*The problem*: Copy out every line in the records below that contains the word "block".

——

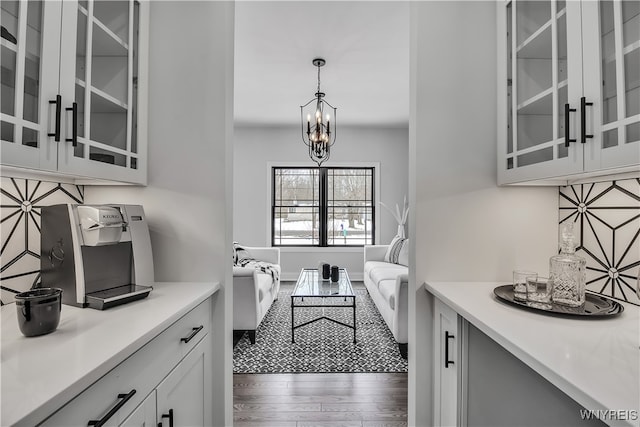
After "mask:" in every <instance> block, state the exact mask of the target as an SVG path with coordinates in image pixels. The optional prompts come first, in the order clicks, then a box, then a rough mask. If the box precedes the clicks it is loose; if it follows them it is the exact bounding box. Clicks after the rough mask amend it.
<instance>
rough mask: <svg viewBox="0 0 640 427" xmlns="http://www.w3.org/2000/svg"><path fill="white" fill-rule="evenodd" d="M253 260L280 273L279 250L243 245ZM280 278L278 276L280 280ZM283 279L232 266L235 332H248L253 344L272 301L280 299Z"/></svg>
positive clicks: (245, 249)
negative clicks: (274, 280) (276, 269)
mask: <svg viewBox="0 0 640 427" xmlns="http://www.w3.org/2000/svg"><path fill="white" fill-rule="evenodd" d="M243 248H244V249H245V250H246V251H247V252H248V253H249V255H250V256H251V257H252V258H255V259H256V260H258V261H265V262H268V263H271V264H273V265H274V266H276V268H277V270H278V273H280V248H266V247H250V246H243ZM279 276H280V275H279V274H278V277H279ZM279 290H280V280H279V279H278V280H276V283H274V280H273V278H272V276H271V274H269V273H264V272H262V271H260V270H257V269H255V268H253V267H236V266H234V267H233V330H234V331H248V332H249V340H250V341H251V344H255V342H256V330H257V329H258V326H260V322H262V319H263V318H264V315H265V314H266V313H267V311H268V310H269V307H271V304H272V303H273V301H275V300H277V299H278V292H279Z"/></svg>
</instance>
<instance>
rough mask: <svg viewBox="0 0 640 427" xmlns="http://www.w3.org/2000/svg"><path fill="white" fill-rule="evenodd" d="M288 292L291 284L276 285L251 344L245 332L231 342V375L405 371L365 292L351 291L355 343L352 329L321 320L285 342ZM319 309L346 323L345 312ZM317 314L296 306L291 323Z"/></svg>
mask: <svg viewBox="0 0 640 427" xmlns="http://www.w3.org/2000/svg"><path fill="white" fill-rule="evenodd" d="M292 291H293V286H281V288H280V293H279V295H278V300H277V301H275V302H274V303H273V304H272V305H271V308H270V309H269V311H268V312H267V314H266V315H265V317H264V319H263V320H262V323H261V324H260V327H259V328H258V331H257V333H256V343H255V344H253V345H252V344H251V343H250V342H249V337H248V334H245V335H244V336H243V337H242V339H240V341H239V342H238V343H237V345H236V346H235V348H234V350H233V372H234V373H254V374H258V373H259V374H266V373H298V372H305V373H326V372H407V361H406V360H404V359H403V358H402V356H400V351H399V350H398V344H397V343H396V341H395V340H394V338H393V335H392V334H391V331H390V330H389V328H388V327H387V325H386V323H385V322H384V319H382V316H381V315H380V313H379V312H378V309H377V308H376V307H375V304H374V303H373V301H372V300H371V298H370V297H369V294H368V293H367V291H366V289H356V290H355V292H356V319H357V320H356V322H357V329H356V340H357V342H356V343H354V342H353V330H351V329H348V328H346V327H344V326H341V325H338V324H335V323H333V322H330V321H327V320H320V321H318V322H314V323H311V324H309V325H307V326H304V327H302V328H299V329H296V331H295V334H296V335H295V340H296V342H295V343H291V298H290V295H291V292H292ZM307 300H309V298H305V301H307ZM336 300H337V299H336ZM296 304H298V302H297V301H296ZM324 310H325V312H324V314H325V315H326V316H327V317H331V318H334V319H337V320H340V321H342V322H344V323H347V324H352V316H353V311H352V310H351V309H346V308H345V309H342V308H325V309H324ZM320 316H322V309H321V308H304V309H297V308H296V319H295V320H296V325H298V324H300V323H304V322H305V321H307V320H310V319H312V318H315V317H320Z"/></svg>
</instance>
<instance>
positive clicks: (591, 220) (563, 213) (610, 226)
mask: <svg viewBox="0 0 640 427" xmlns="http://www.w3.org/2000/svg"><path fill="white" fill-rule="evenodd" d="M559 207H560V216H559V222H560V224H562V223H564V222H565V221H573V222H574V223H575V224H574V227H573V230H574V235H575V238H576V243H577V245H578V246H577V248H576V254H577V255H580V256H582V257H583V258H585V259H586V261H587V289H588V290H590V291H593V292H596V293H599V294H603V295H606V296H608V297H612V298H615V299H618V300H621V301H627V302H630V303H633V304H636V305H640V299H639V298H638V296H637V295H636V286H638V274H639V269H640V237H639V235H640V179H625V180H620V181H613V182H612V181H609V182H599V183H594V184H578V185H572V186H567V187H560V206H559Z"/></svg>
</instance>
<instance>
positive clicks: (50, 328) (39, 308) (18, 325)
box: [15, 288, 62, 337]
mask: <svg viewBox="0 0 640 427" xmlns="http://www.w3.org/2000/svg"><path fill="white" fill-rule="evenodd" d="M15 298H16V308H17V312H18V326H19V327H20V332H22V334H23V335H24V336H26V337H35V336H38V335H44V334H48V333H50V332H53V331H55V330H56V328H57V327H58V323H60V311H61V310H62V289H58V288H40V289H32V290H30V291H26V292H22V293H19V294H18V295H16V296H15Z"/></svg>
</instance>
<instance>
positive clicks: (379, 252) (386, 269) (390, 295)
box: [364, 245, 409, 358]
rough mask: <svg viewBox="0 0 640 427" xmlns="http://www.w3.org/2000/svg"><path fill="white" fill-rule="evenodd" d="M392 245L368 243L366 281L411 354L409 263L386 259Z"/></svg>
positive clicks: (381, 311) (389, 321) (393, 333)
mask: <svg viewBox="0 0 640 427" xmlns="http://www.w3.org/2000/svg"><path fill="white" fill-rule="evenodd" d="M387 248H388V245H371V246H365V247H364V284H365V286H366V287H367V291H368V292H369V295H370V296H371V299H372V300H373V302H374V303H375V304H376V307H377V308H378V311H379V312H380V314H381V315H382V317H383V318H384V321H385V322H386V323H387V325H388V326H389V329H390V330H391V332H392V333H393V337H394V338H395V339H396V342H397V343H398V348H399V349H400V353H401V354H402V357H404V358H406V357H407V342H408V337H409V333H408V313H409V308H408V304H409V293H408V286H409V267H407V266H405V265H401V264H393V263H390V262H385V260H384V259H385V254H386V252H387Z"/></svg>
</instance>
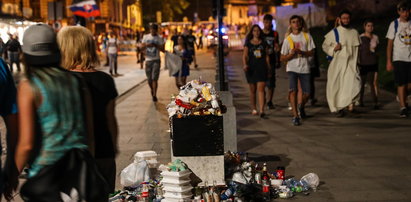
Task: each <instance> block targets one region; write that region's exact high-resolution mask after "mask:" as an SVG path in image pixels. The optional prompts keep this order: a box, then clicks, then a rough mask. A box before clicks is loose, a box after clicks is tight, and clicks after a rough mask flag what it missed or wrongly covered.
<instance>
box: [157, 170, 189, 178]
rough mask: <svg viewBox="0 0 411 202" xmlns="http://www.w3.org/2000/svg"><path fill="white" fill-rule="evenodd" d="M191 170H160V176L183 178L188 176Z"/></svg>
mask: <svg viewBox="0 0 411 202" xmlns="http://www.w3.org/2000/svg"><path fill="white" fill-rule="evenodd" d="M190 174H191V172H190V171H189V170H183V171H179V172H175V171H163V172H161V176H163V177H167V178H184V177H188V176H190Z"/></svg>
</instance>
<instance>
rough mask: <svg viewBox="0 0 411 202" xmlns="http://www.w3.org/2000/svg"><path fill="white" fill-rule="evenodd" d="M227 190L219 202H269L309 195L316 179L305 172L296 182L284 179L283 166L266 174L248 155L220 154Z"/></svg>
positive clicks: (266, 168)
mask: <svg viewBox="0 0 411 202" xmlns="http://www.w3.org/2000/svg"><path fill="white" fill-rule="evenodd" d="M224 161H225V174H226V182H227V185H228V186H227V188H226V190H225V191H224V192H223V194H221V196H220V198H221V199H222V200H226V199H231V200H234V201H235V200H241V201H271V200H272V199H275V198H283V199H285V198H291V197H293V196H295V195H299V194H302V195H309V194H310V190H313V191H316V190H317V187H318V185H319V182H320V179H319V177H318V175H317V174H315V173H309V174H307V175H305V176H303V177H302V178H301V179H299V180H297V179H295V178H289V179H286V178H285V167H281V166H279V167H277V169H276V170H275V172H268V170H267V165H266V163H264V164H263V165H262V166H261V165H258V163H256V162H254V161H251V160H250V159H249V158H248V154H241V153H233V152H226V153H225V155H224Z"/></svg>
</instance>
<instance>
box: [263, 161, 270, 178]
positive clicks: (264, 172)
mask: <svg viewBox="0 0 411 202" xmlns="http://www.w3.org/2000/svg"><path fill="white" fill-rule="evenodd" d="M264 177H267V180H268V179H269V176H268V171H267V163H264V164H263V179H264Z"/></svg>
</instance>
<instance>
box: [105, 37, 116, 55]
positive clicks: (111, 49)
mask: <svg viewBox="0 0 411 202" xmlns="http://www.w3.org/2000/svg"><path fill="white" fill-rule="evenodd" d="M117 44H118V40H117V39H116V38H109V39H108V41H107V46H108V50H107V52H108V54H117Z"/></svg>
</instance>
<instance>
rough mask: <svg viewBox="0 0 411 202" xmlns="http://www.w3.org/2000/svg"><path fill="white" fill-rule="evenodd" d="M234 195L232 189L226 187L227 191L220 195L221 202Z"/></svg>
mask: <svg viewBox="0 0 411 202" xmlns="http://www.w3.org/2000/svg"><path fill="white" fill-rule="evenodd" d="M233 194H234V188H232V187H228V189H227V190H226V191H225V192H224V193H222V194H221V196H220V198H221V200H228V199H229V198H230V197H231V196H232V195H233Z"/></svg>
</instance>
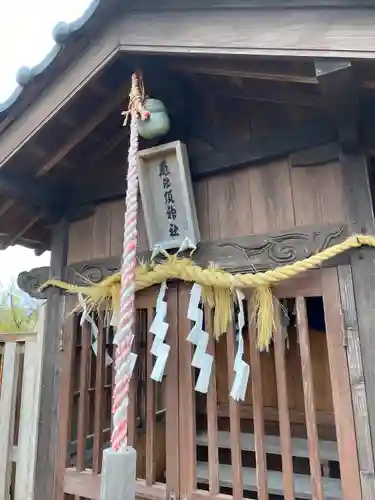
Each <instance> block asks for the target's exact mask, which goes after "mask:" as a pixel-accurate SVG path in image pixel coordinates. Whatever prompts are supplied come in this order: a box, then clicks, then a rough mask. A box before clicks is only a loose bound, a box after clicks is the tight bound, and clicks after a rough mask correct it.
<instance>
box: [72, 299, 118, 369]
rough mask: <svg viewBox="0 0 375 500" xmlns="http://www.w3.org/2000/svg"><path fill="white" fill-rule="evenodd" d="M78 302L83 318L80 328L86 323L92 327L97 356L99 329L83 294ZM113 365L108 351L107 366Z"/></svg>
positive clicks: (93, 336)
mask: <svg viewBox="0 0 375 500" xmlns="http://www.w3.org/2000/svg"><path fill="white" fill-rule="evenodd" d="M78 300H79V303H80V306H81V308H82V316H81V321H80V326H82V325H83V324H84V322H85V321H87V322H88V323H89V324H90V326H91V338H92V344H91V348H92V350H93V352H94V354H95V356H97V355H98V335H99V329H98V327H97V326H96V323H95V321H94V320H93V318H92V316H91V315H90V313H89V311H88V309H87V305H86V302H85V301H84V300H83V297H82V295H81V294H78ZM112 363H113V360H112V358H111V356H110V355H109V354H108V352H107V351H105V364H106V366H109V365H110V364H112Z"/></svg>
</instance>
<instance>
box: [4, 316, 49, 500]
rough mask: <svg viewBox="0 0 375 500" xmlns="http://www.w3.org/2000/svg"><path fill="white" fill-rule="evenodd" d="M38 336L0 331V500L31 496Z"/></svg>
mask: <svg viewBox="0 0 375 500" xmlns="http://www.w3.org/2000/svg"><path fill="white" fill-rule="evenodd" d="M40 324H41V325H42V320H41V322H40ZM38 330H39V331H41V328H38ZM41 339H42V336H41V335H39V334H38V333H17V334H13V333H11V334H6V333H0V500H33V487H34V473H35V459H36V443H37V427H38V426H37V423H38V409H39V390H40V366H41V351H42V345H41Z"/></svg>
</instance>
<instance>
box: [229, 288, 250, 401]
mask: <svg viewBox="0 0 375 500" xmlns="http://www.w3.org/2000/svg"><path fill="white" fill-rule="evenodd" d="M237 299H238V306H239V312H238V334H237V340H238V348H237V354H236V357H235V360H234V372H235V374H236V375H235V377H234V381H233V385H232V389H231V391H230V395H231V397H232V398H233V399H234V400H235V401H238V400H240V399H241V401H245V395H246V388H247V383H248V381H249V376H250V366H249V365H248V364H247V363H246V362H245V361H244V360H243V359H242V356H243V353H244V342H243V337H242V330H243V327H244V325H245V315H244V310H243V301H244V299H245V296H244V294H243V293H242V292H240V291H239V290H237Z"/></svg>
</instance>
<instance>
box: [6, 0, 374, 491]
mask: <svg viewBox="0 0 375 500" xmlns="http://www.w3.org/2000/svg"><path fill="white" fill-rule="evenodd" d="M374 25H375V5H374V3H373V2H372V0H315V1H313V0H311V1H310V0H262V1H260V0H236V1H230V0H190V1H185V0H174V1H172V0H159V1H158V2H155V1H151V0H138V1H137V2H130V1H127V0H122V1H120V0H96V1H94V2H93V3H92V5H91V6H90V7H89V9H88V11H87V12H86V13H85V14H84V16H83V18H81V19H80V20H78V21H76V22H75V23H72V24H70V25H67V24H63V23H62V24H59V25H58V26H57V27H56V28H55V29H54V39H55V41H56V45H55V47H54V48H53V50H52V52H51V53H50V54H49V55H48V56H47V57H46V59H45V60H44V61H42V62H41V63H40V64H39V65H38V66H37V67H35V68H31V69H27V68H22V69H21V70H20V71H19V73H18V75H17V80H18V83H19V86H18V88H17V90H16V91H15V93H14V94H13V95H12V96H11V98H10V99H9V100H8V101H7V102H5V103H2V104H0V242H1V245H2V248H7V247H9V246H11V245H15V244H20V245H24V246H27V247H29V248H33V249H35V252H37V253H41V252H43V251H44V250H46V249H50V250H51V251H52V256H51V266H50V268H40V269H34V270H31V271H29V270H25V273H22V274H21V275H20V276H19V285H20V287H21V288H22V289H24V290H26V291H27V292H29V293H30V294H31V295H33V296H38V297H41V296H42V297H45V298H47V299H48V301H47V308H46V317H45V327H44V329H45V341H44V352H43V370H42V381H41V384H42V388H41V401H40V410H39V429H38V446H37V466H36V475H35V492H34V500H52V499H53V500H71V499H82V500H85V499H96V500H98V499H99V492H100V472H101V457H102V451H103V448H104V447H107V446H108V445H109V438H110V428H111V412H110V408H111V392H112V383H113V376H112V365H110V364H107V363H106V359H107V358H106V356H109V357H111V356H112V355H113V346H112V340H113V332H112V329H111V328H110V326H109V325H108V321H106V319H105V317H104V316H103V314H101V313H99V314H98V315H97V316H96V317H95V321H96V324H97V326H98V329H99V335H98V338H97V344H96V347H97V352H96V353H94V352H93V350H92V348H91V344H92V338H91V330H90V327H89V326H88V324H87V323H85V324H84V325H83V326H82V327H81V326H80V323H79V317H78V315H75V314H70V313H71V311H72V310H73V309H74V308H75V306H76V305H77V299H76V297H75V296H74V295H68V294H64V293H63V292H61V291H60V290H58V289H57V288H52V287H51V288H48V289H47V290H46V292H43V294H40V293H39V292H38V288H39V286H40V285H41V284H43V283H44V282H45V281H46V280H47V279H48V278H49V277H53V278H56V279H60V280H64V281H67V282H70V283H73V282H74V283H81V284H87V282H88V281H87V280H90V282H93V283H98V282H100V281H101V280H102V279H103V278H105V277H107V276H109V275H112V274H113V273H114V272H116V271H118V270H119V267H120V257H121V252H122V238H123V217H124V195H125V188H126V186H125V173H126V158H127V150H128V135H129V134H128V130H127V129H125V128H123V127H122V122H123V116H122V115H121V112H122V111H123V110H124V109H126V107H127V95H128V92H129V86H130V78H131V74H132V72H133V71H134V70H140V71H142V73H143V76H144V82H145V85H146V91H147V94H148V95H150V96H152V97H156V98H158V99H160V100H161V101H163V103H164V104H165V106H166V109H167V112H168V115H169V118H170V123H171V127H170V130H169V132H168V134H167V135H165V136H163V137H162V138H161V139H160V140H153V141H150V140H142V141H141V144H140V146H141V149H148V150H149V149H150V148H154V147H155V146H162V145H165V144H170V143H174V142H175V141H180V142H181V143H182V144H185V145H186V150H187V156H188V159H189V165H190V175H191V179H192V185H193V193H194V196H193V198H194V200H193V201H194V204H195V207H196V212H197V220H198V226H199V233H200V243H199V245H198V249H197V251H196V252H195V253H194V255H193V259H194V260H196V261H197V262H198V263H199V264H200V265H201V266H203V267H207V266H209V265H210V263H214V264H216V265H217V266H219V267H220V268H222V269H225V270H227V271H230V272H235V271H236V272H247V273H249V272H259V271H265V270H267V269H272V268H274V267H277V266H281V265H285V264H288V263H293V262H295V261H298V260H301V259H305V258H306V257H309V256H310V255H313V254H315V253H316V252H319V251H321V250H322V249H325V248H328V247H330V246H332V245H334V244H336V243H339V242H342V241H343V240H344V239H345V238H346V237H347V236H349V235H351V234H353V233H364V234H370V235H375V221H374V212H373V202H374V199H373V190H372V186H373V183H374V180H375V170H374V165H375V162H374V153H375V60H374V57H375V35H374ZM142 214H143V212H142V211H141V214H140V217H141V220H140V222H139V242H138V252H139V256H140V258H143V259H147V258H149V257H150V255H151V252H150V247H149V242H148V239H147V231H146V225H145V222H144V217H143V215H142ZM190 288H191V286H190V285H189V284H185V283H182V282H179V281H173V282H171V283H169V284H168V291H167V293H168V317H167V319H168V324H169V330H168V343H169V345H170V348H171V349H170V355H169V359H168V363H167V366H166V370H165V374H164V377H163V380H162V382H161V383H157V382H154V381H153V380H151V378H150V374H151V371H152V368H153V366H152V365H153V357H152V355H151V354H150V347H151V342H152V339H150V337H151V336H150V335H149V333H148V330H149V327H150V324H151V321H152V318H153V314H154V308H155V302H156V297H157V294H158V287H154V288H149V289H147V290H145V291H141V292H139V293H138V294H137V304H136V307H137V334H136V339H135V349H136V350H137V353H138V361H137V365H136V369H135V372H134V377H133V382H132V397H131V405H130V414H131V419H130V429H129V432H130V440H131V442H132V444H133V445H134V446H135V448H136V449H137V455H138V457H137V477H138V480H137V496H139V498H143V499H146V500H165V499H166V500H169V499H170V498H175V499H176V500H177V499H181V500H193V499H194V500H200V499H202V500H203V499H210V500H218V499H221V500H223V499H224V498H228V499H230V498H231V497H233V498H234V499H235V500H238V499H240V498H243V497H246V498H258V499H259V500H265V499H270V500H272V499H281V498H285V499H287V500H292V499H316V500H321V499H329V500H338V499H345V500H360V499H363V500H373V499H374V498H375V471H374V450H375V446H374V444H375V391H374V390H373V388H374V386H375V369H374V366H375V364H374V360H375V326H374V325H375V250H374V249H373V248H367V247H364V248H357V249H354V250H351V251H348V252H345V253H343V254H341V255H340V256H339V257H337V258H335V259H331V260H329V261H327V262H326V263H325V264H324V265H322V266H321V267H320V268H317V269H314V270H311V271H308V272H306V273H304V274H303V275H302V276H301V277H298V278H296V279H292V280H288V281H285V282H283V283H281V284H280V285H278V286H276V287H275V289H274V293H275V294H276V295H277V297H278V298H279V299H280V302H281V303H282V305H283V310H284V313H285V314H284V316H283V317H281V318H280V322H279V323H278V324H277V325H276V330H275V334H274V338H273V343H272V345H271V349H270V351H269V352H261V353H260V352H259V351H258V350H257V349H256V346H255V340H254V334H253V333H254V332H252V323H251V320H250V314H247V311H246V307H247V305H246V304H245V306H246V307H245V326H244V341H245V345H244V359H245V360H246V361H247V362H248V364H249V365H250V378H249V382H248V386H247V391H246V396H245V400H244V401H242V402H236V401H234V400H233V399H232V398H231V397H230V396H229V392H230V386H231V384H232V382H233V376H234V374H233V363H234V358H235V353H236V337H235V335H234V330H235V328H234V327H235V325H233V326H230V327H229V329H228V332H227V333H226V335H223V336H221V337H220V339H219V340H218V341H217V342H216V341H213V340H212V339H211V340H210V343H209V353H211V354H212V355H214V363H213V367H212V374H211V383H210V386H209V389H208V392H207V394H200V393H198V392H196V391H194V385H195V380H196V370H195V369H192V368H191V357H192V346H191V345H190V344H189V343H188V342H186V337H187V335H188V333H189V331H190V328H191V325H190V321H189V320H188V318H187V314H186V312H187V308H188V302H189V294H190ZM249 307H250V306H249ZM285 318H287V321H286V320H285ZM211 323H212V318H211V316H210V314H208V313H207V312H206V316H205V329H206V330H207V331H208V332H209V333H211V332H212V324H211Z"/></svg>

——

*Answer for this exercise*:
After "mask:" in every <instance> block, state the exact mask of the target as an SVG path with coordinates in image pixels. The optional prompts come first, in the order clicks, then a box, then a rough mask. If the box precedes the clicks it is loose; if it follows them it is the exact bounding box. Clicks after the rough mask amend it.
Task: each <instance> block targets one region; write that region's exact high-resolution mask after "mask:" as an SVG path in image pixels. The optional prompts keep this order: a box, then clicks, then a rough mask. A box before clicks is loose, a box after clicks is tight, and clicks after a rough mask flag what it missed or wrongly covered.
Each <instance> block asks for the target's exact mask, which goes after "mask:" as a pixel-accurate SVG path in image pixel coordinates. Whatever prompts are supplied come in this order: a box, then clicks, then a rough mask. A box before clicks is only a loose bound, a box after clicks is the tight bound, and clicks after a rough mask correct it.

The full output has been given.